*** Source data

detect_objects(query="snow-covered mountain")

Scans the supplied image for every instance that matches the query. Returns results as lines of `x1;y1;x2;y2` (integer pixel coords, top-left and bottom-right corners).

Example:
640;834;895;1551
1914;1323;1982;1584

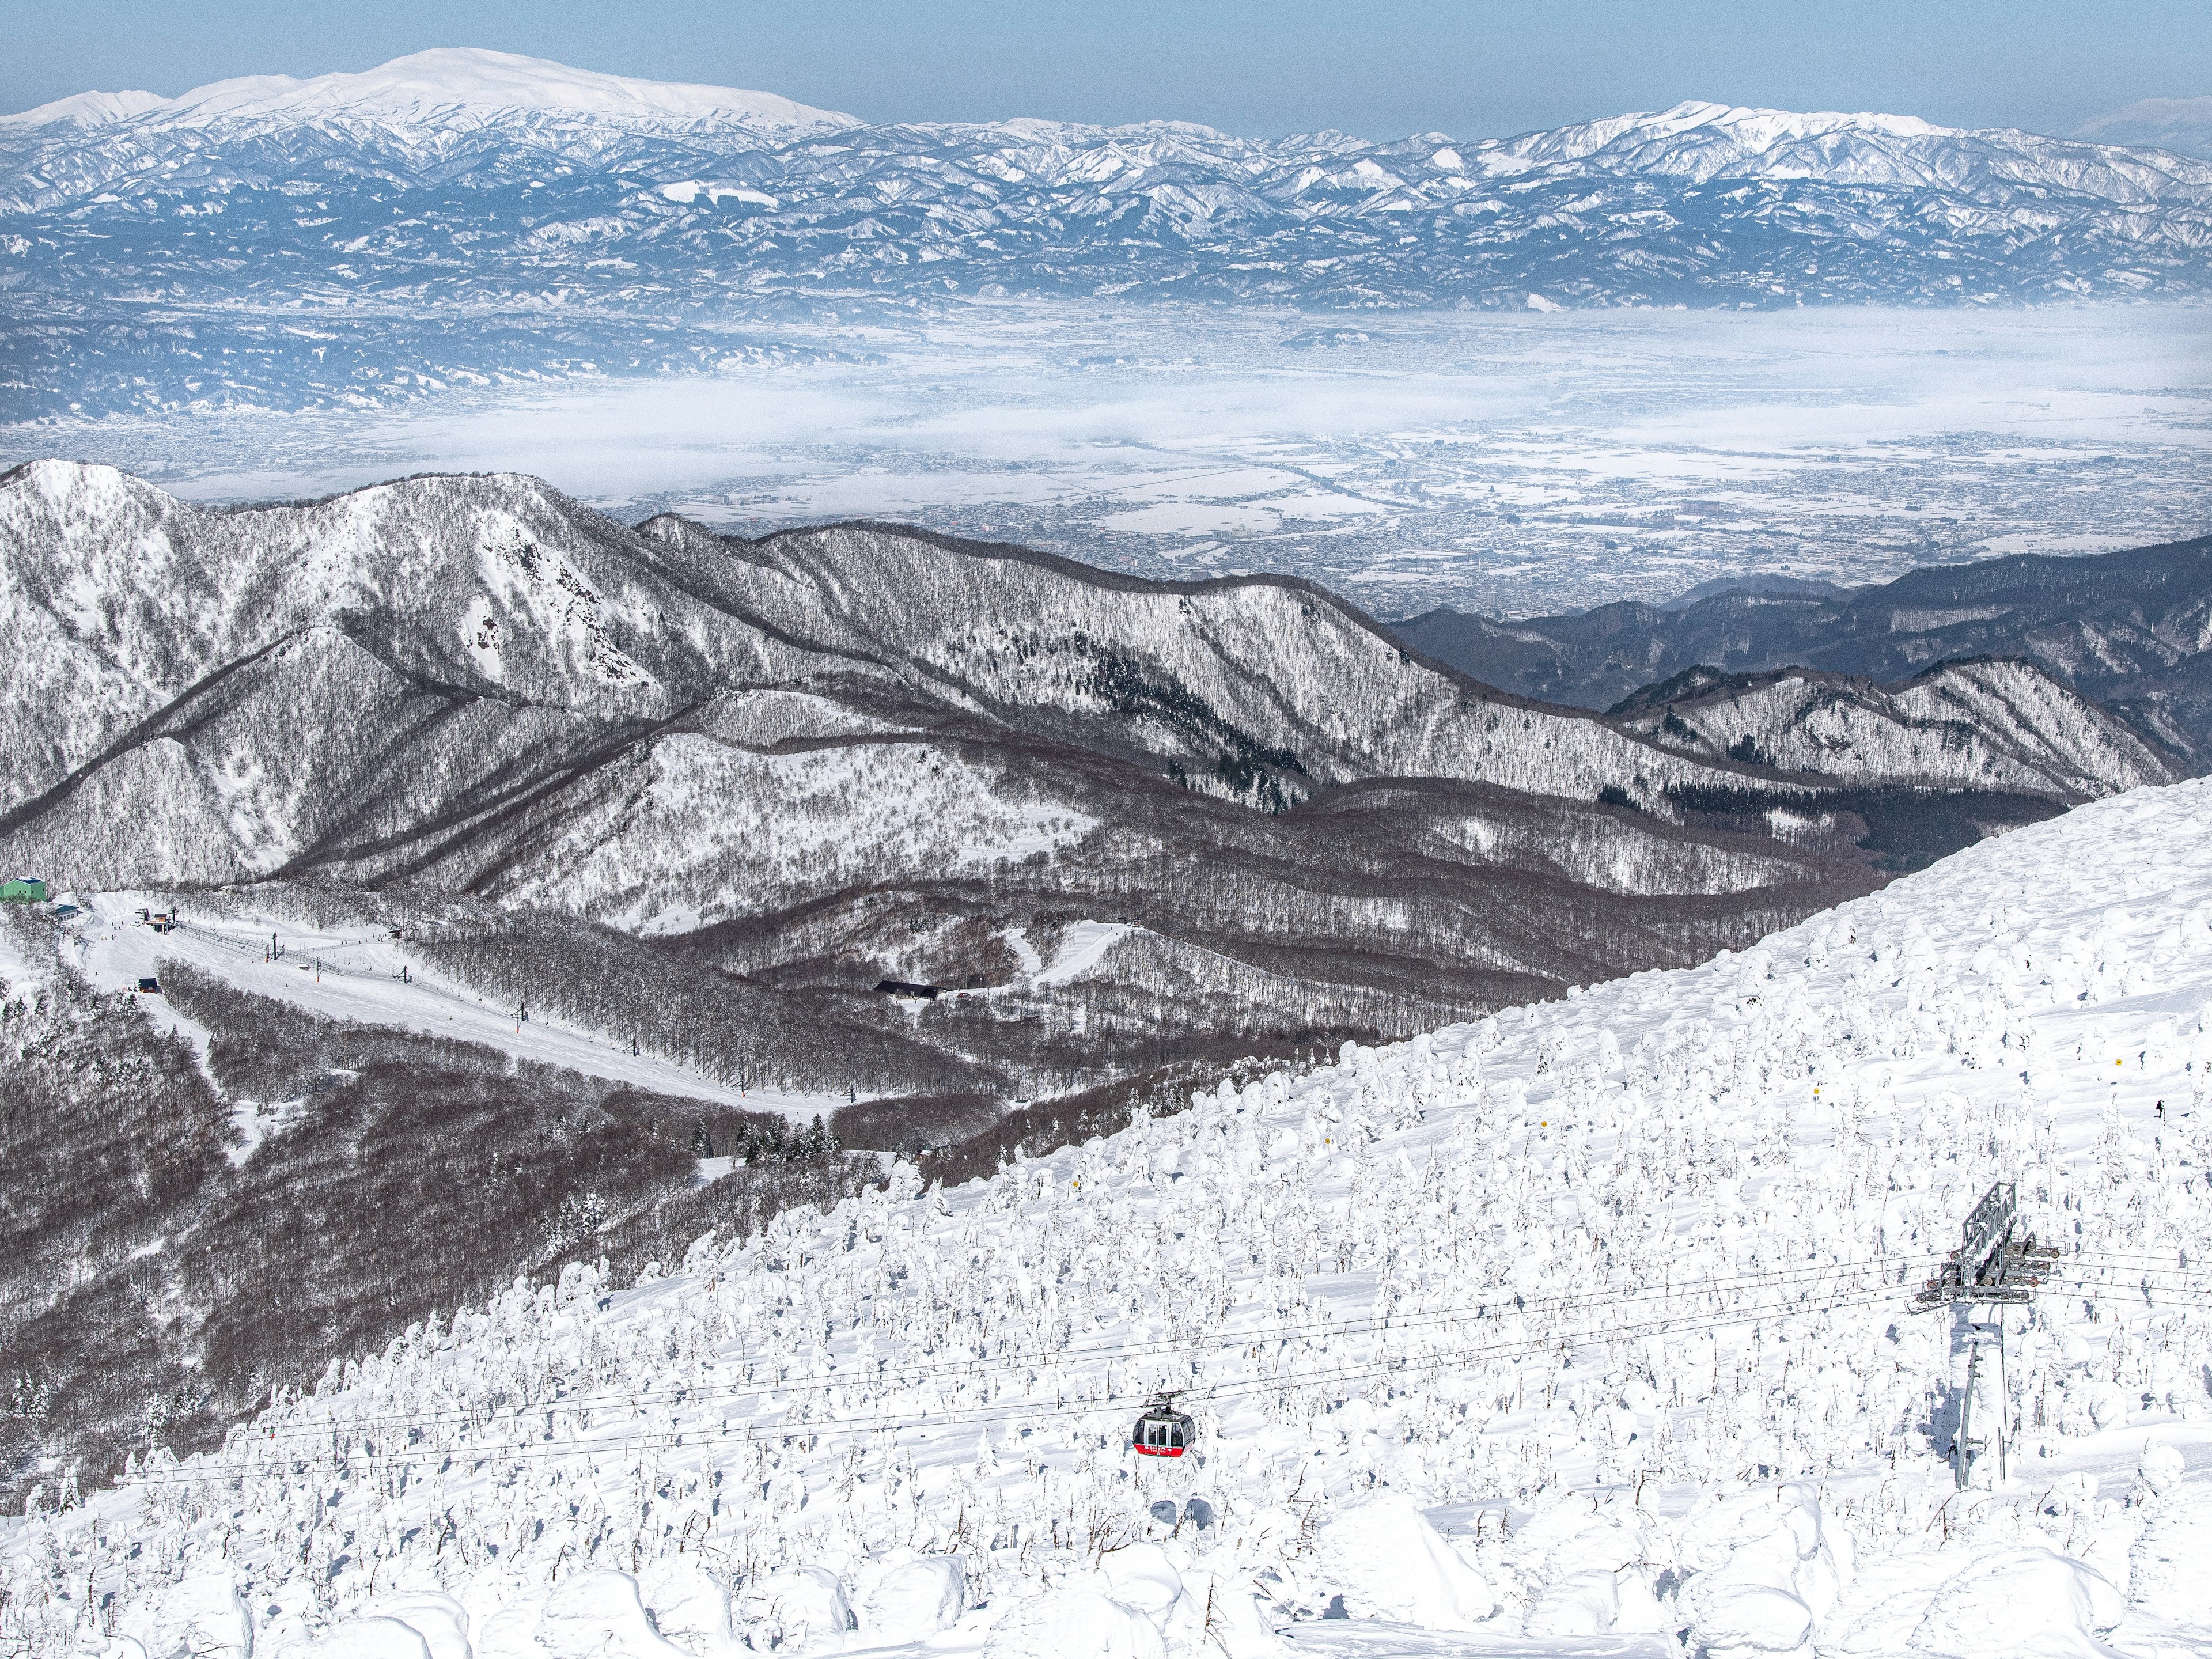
0;88;168;130
3;48;854;132
1613;660;2176;799
0;453;2161;1161
0;458;1737;869
6;55;2210;416
0;459;2151;900
10;770;2212;1657
2073;96;2212;161
0;48;852;154
1392;530;2212;757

******

Assigned task
Search the lines above for the string "query" and copy each line that has it.

Solution to this problem
detect_objects(query="snow-covered mountain")
Scans the supplied image for every instance that matches the query. Returns results as lines of `x1;y1;x2;y2` (integer pixel coords, top-left and bottom-right corners).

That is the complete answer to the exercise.